━━━━━ GIVEN PASSAGE
The paper reports on new NICE calculations that 42,000 deaths a year could be avoided if NHS staff carried out a routine kidney test on patients.

The test would pick up the condition of acute kidney injury, which is common in the elderly and patients with heart disease, diabetes and blood infections and linked to dehydration.

It is estimated 210,000 patients attending A&E each year die from this condition, while one million A&E patients suffer from it.

On a happier note, the Daily Express has also gone for a health story on its front page today, with the news of new hope for a cure for arthritis.

British researchers said that eating broccoli may slow the damage to joints in sufferers, or even stop arthritis developing in the first place.

They put the results down to a chemical in the vegetable called sulforaphane, which they said blocks a key molecule known to cause joint inflammation.

Lead scientist Professor Ian Clark said: ‘The results from this study are very promising. We have shown this works in the three laboratory models we have tried, in human cartilage cells, cow tissue and mice. We now want to show this works in humans. It would be very powerful if we could.’

Meanwhile, too much screen time is causing depression in children, a new Public Health England study has indicated.

The body said there was evidence that children who spend more time watching screens have higher levels of emotional distress, anxiety and depression than other children, the Guardian reports.

PHE used national statistics to show that children who spent less than an hour a day playing computer games were almost three times more likely to say they enjoyed good wellbeing as those who played four hours or more.
━━━━━━━━━━
• EXPLORE THE MATERIAL:
A) In the health news roundup, which chemical in broccoli did the researchers credit for the results?
B) For each statement, say whether the health news roundup agrees, and quote the deciding words: (i) The Daily Express ran the arthritis story on its front page. (ii) Professor Ian Clark said the broccoli approach had already been shown to work in humans. (iii) One million A&E patients a year die from acute kidney injury.
C) Duplicate the stretch of the health news roundup from "British researchers said" through "study has indicated.".
━━━━━ PROVIDED DATA
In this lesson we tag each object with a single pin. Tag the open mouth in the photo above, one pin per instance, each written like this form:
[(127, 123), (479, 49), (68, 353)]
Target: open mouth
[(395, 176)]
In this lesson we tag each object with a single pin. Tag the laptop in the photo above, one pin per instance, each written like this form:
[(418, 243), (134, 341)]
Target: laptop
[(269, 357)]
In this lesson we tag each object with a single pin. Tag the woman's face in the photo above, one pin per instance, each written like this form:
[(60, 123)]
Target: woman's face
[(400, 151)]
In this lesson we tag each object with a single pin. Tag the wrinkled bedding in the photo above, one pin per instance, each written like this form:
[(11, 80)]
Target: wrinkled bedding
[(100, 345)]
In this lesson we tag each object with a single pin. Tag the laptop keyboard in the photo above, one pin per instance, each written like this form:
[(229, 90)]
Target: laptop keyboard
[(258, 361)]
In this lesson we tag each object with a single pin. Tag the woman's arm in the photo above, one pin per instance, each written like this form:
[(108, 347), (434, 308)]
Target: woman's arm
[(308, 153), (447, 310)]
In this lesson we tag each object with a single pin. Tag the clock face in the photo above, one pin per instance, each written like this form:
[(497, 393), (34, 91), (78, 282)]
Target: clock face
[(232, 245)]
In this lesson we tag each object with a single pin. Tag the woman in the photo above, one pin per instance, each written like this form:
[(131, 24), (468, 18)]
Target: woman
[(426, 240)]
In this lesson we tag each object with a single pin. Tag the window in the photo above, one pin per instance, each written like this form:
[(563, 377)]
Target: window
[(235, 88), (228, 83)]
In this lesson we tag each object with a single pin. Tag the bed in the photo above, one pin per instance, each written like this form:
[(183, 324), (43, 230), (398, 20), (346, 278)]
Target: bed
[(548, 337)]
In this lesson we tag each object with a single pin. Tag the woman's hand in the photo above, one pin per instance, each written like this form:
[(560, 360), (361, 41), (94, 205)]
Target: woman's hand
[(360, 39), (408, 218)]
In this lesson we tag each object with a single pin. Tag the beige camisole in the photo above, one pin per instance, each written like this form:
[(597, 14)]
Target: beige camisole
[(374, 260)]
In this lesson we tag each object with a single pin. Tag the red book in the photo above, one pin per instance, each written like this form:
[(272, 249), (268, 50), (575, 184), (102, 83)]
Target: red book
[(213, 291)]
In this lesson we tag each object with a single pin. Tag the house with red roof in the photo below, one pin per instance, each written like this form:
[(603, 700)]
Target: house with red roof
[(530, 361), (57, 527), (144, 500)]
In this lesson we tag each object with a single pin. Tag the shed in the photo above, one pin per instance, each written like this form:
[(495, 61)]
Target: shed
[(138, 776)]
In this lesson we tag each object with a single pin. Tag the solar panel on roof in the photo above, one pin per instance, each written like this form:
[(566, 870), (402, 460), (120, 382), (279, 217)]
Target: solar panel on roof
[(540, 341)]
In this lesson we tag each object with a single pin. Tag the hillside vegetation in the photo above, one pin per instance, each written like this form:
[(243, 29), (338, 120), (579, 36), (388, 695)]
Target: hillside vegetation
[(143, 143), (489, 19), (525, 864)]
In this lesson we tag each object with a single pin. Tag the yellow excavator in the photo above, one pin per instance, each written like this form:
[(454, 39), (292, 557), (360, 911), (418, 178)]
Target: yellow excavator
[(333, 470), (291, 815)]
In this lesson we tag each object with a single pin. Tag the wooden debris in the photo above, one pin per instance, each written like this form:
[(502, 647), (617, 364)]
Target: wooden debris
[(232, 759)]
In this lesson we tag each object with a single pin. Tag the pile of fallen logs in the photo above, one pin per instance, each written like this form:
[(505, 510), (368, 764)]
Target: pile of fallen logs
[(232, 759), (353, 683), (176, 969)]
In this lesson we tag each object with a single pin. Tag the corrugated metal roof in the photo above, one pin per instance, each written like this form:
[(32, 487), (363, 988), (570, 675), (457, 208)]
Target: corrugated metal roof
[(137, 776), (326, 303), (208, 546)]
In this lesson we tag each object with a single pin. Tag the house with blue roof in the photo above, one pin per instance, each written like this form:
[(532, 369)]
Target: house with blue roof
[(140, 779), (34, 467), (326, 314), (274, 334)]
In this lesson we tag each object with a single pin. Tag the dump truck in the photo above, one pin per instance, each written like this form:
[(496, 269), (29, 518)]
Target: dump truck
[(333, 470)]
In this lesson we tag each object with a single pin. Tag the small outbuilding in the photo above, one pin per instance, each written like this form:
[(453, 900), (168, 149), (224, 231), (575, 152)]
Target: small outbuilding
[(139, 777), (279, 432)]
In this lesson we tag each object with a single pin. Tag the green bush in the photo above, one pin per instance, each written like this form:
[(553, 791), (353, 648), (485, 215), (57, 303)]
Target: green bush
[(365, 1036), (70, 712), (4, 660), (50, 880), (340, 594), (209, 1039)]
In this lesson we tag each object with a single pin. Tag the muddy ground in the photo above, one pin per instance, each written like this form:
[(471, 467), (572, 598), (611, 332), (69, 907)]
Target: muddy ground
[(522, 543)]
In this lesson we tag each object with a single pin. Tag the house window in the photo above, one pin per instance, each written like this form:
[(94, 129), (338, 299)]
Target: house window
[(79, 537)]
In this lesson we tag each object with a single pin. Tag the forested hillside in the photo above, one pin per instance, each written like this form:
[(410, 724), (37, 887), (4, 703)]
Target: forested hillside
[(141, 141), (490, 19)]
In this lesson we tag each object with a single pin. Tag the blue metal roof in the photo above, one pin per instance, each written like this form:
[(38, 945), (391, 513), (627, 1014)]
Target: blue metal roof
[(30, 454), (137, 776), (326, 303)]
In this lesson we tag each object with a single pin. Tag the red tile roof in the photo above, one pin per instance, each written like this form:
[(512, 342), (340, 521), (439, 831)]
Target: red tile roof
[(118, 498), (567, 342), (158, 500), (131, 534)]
━━━━━━━━━━
• WRITTEN ANSWERS:
A) Sulforaphane

B)
(i) Yes: "the Daily Express has also gone for a health story on its front page today"
(ii) No: "We now want to show this works in humans."
(iii) No: "It is estimated 210,000 patients attending A&E each year die from this condition, while one million A&E patients suffer from it."

C)
British researchers said that eating broccoli may slow the damage to joints in sufferers, or even stop arthritis developing in the first place.

They put the results down to a chemical in the vegetable called sulforaphane, which they said blocks a key molecule known to cause joint inflammation.

Lead scientist Professor Ian Clark said: ‘The results from this study are very promising. We have shown this works in the three laboratory models we have tried, in human cartilage cells, cow tissue and mice. We now want to show this works in humans. It would be very powerful if we could.’

Meanwhile, too much screen time is causing depression in children, a new Public Health England study has indicated.